_Text for analysis_.
--- START ---

Sunday, April 12, 2015

Buchenwald

I don't have any experience that I can compare with visiting a concentration camp. It's not like a battlefield (where there were winners) or a memorial (which is abstract), a funeral (which is personal), or a cemetery (which is peaceful).

Outside the town of Weimar is Buchenwald concentration camp. Just this weekend was the 70th anniversary of Buchenwald's liberation by U.S. soldiers in 1945. Three American veterans who were part of the effort showed up, all in their 90s, along with 80 former prisoners.

This was my second visit to a concentration camp. The other one I saw is Bergen-Belsen, located closer to Hannover. I went there on a school field trip a few years ago. While Bergen-Belsen has an excellent museum and a few bits of the camp buildings, it mostly was demolished shortly after the war's end. Buchenwald, however, has several buildings still intact. And it's huge. Over 20,000 people were imprisoned there when it was liberated, and 56,000 died there during its eight years of operation.

And in a weird sort of revenge, the camp was used by the Soviets from 1945-49 as a prison for anti-Stalinists and members of the Nazi party. Over 7,000 Germans died there during that time.

--- END ---

_Given information_.

--- START ---

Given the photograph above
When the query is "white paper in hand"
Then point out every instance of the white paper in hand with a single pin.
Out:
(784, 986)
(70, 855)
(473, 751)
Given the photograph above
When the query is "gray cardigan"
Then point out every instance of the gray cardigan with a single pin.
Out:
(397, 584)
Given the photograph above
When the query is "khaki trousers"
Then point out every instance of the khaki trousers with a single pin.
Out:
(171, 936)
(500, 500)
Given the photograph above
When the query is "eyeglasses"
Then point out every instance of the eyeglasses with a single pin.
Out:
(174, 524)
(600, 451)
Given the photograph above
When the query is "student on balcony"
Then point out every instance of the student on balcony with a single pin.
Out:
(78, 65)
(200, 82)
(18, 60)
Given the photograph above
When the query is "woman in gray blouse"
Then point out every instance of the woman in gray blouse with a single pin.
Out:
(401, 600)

--- END ---
--- START ---

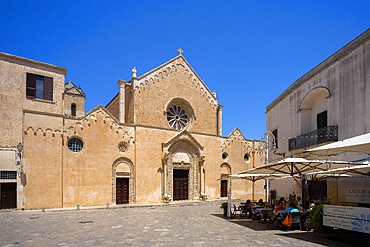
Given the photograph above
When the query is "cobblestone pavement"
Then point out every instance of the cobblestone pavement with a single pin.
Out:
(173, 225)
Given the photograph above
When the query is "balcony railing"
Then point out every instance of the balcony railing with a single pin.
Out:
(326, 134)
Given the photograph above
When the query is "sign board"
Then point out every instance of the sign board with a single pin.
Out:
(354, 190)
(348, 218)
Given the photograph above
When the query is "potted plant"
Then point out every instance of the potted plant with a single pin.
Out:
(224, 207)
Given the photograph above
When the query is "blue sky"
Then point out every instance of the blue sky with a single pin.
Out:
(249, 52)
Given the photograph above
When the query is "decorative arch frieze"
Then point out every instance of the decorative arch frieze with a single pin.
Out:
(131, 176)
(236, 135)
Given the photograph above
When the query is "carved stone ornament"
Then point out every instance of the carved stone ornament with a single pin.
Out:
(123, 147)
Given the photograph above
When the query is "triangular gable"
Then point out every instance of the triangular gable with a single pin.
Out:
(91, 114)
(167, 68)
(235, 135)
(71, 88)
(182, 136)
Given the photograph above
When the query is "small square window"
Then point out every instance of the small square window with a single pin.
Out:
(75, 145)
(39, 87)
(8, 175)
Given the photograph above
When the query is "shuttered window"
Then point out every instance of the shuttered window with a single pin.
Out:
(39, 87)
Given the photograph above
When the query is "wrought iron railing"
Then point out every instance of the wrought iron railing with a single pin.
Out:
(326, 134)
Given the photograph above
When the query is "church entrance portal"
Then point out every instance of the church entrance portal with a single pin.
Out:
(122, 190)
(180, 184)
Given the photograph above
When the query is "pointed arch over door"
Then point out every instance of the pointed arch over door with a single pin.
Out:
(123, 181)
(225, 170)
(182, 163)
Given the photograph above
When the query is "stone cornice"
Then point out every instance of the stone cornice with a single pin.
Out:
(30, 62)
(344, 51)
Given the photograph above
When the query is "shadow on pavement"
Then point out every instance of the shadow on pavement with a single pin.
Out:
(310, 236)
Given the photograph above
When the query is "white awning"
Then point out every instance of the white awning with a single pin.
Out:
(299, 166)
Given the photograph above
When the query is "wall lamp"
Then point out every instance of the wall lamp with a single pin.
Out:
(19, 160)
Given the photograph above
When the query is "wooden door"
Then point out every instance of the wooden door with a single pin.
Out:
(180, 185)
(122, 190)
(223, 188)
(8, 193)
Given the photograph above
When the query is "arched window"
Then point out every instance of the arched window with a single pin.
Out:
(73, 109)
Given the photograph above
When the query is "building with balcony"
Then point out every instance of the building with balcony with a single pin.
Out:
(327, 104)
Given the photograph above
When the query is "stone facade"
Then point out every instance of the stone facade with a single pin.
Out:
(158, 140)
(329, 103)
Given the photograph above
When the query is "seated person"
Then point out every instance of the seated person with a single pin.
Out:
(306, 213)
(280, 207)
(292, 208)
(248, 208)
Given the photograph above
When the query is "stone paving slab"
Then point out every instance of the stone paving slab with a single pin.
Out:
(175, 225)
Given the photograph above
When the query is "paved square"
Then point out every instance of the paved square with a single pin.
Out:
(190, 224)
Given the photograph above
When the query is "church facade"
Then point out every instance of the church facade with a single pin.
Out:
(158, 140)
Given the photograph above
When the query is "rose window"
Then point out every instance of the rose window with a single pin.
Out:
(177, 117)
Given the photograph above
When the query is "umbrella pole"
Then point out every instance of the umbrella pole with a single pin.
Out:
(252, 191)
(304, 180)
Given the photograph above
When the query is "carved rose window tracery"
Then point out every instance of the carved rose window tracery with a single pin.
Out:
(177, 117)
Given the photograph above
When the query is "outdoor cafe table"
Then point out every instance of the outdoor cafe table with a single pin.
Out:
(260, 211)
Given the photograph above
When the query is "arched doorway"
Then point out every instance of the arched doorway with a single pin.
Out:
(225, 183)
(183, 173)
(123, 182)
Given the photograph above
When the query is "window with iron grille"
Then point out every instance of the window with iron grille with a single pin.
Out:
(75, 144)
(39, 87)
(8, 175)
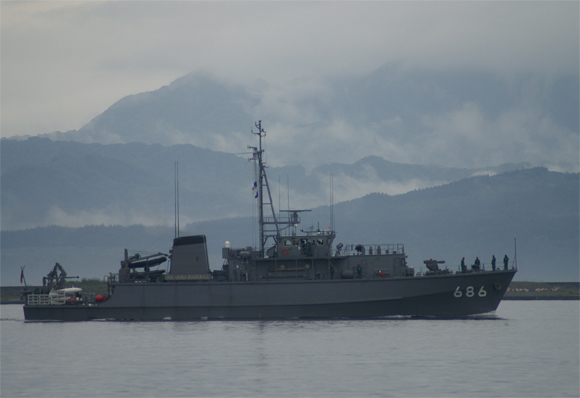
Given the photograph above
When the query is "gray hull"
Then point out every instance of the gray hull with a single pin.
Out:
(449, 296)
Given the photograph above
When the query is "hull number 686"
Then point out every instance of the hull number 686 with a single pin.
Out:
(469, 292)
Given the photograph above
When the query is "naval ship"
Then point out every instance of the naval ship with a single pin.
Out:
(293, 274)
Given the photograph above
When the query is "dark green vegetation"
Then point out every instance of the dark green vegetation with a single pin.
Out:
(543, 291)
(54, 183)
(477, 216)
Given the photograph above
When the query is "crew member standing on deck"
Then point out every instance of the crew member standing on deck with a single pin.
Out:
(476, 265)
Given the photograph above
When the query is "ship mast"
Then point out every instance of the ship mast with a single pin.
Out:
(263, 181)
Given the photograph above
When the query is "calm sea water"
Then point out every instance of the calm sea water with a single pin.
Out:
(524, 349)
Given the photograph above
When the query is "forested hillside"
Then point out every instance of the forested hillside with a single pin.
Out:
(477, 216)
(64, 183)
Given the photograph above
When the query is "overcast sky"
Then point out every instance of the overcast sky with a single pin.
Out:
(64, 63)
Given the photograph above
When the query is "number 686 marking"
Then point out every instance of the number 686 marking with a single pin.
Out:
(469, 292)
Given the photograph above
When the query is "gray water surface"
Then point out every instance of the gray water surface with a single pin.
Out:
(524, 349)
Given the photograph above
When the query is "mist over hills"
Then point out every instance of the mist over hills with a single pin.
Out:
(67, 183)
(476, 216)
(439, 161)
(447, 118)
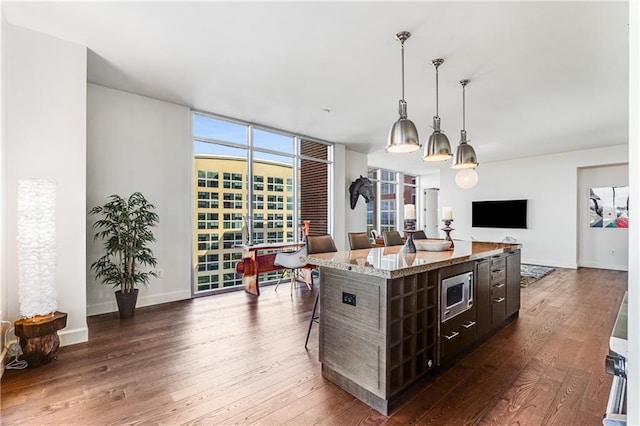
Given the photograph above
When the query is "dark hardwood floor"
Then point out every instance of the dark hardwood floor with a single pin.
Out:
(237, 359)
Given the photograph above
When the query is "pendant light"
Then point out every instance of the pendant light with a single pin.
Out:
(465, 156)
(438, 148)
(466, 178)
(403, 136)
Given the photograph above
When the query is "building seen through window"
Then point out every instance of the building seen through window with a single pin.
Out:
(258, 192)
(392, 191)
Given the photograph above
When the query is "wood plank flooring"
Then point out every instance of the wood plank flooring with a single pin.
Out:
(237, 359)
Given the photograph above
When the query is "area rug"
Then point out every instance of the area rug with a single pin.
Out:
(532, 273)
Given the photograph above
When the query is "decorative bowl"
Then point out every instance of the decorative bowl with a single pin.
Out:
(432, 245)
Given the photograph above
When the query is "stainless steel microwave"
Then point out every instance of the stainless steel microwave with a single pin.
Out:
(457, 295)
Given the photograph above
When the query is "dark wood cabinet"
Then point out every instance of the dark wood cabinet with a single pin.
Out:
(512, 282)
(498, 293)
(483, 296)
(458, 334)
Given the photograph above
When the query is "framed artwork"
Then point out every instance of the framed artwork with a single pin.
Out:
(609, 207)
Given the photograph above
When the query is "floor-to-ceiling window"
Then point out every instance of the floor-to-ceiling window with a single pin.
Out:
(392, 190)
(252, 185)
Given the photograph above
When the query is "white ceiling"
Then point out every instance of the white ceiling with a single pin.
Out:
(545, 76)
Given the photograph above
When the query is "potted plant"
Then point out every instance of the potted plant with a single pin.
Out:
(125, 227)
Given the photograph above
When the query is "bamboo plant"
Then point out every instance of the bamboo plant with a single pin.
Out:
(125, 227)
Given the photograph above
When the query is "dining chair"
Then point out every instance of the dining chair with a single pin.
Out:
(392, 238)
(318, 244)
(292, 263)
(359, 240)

--- END ---

_Questions on the material_.
**A)** According to the Buchenwald post, how many former prisoners came to the 70th anniversary of the camp's liberation?
**B)** List the places or events that the Buchenwald post says a concentration camp visit is not like.
**C)** Quote the Buchenwald post word for word, starting at "This was my" and ending at "during that time.".
The records come from a separate source and have no connection to the Buchenwald post.

_Numbered answers_.
**A)** 80 former prisoners.

**B)** A battlefield, a memorial, a funeral, and a cemetery.

**C)**
This was my second visit to a concentration camp. The other one I saw is Bergen-Belsen, located closer to Hannover. I went there on a school field trip a few years ago. While Bergen-Belsen has an excellent museum and a few bits of the camp buildings, it mostly was demolished shortly after the war's end. Buchenwald, however, has several buildings still intact. And it's huge. Over 20,000 people were imprisoned there when it was liberated, and 56,000 died there during its eight years of operation.

And in a weird sort of revenge, the camp was used by the Soviets from 1945-49 as a prison for anti-Stalinists and members of the Nazi party. Over 7,000 Germans died there during that time.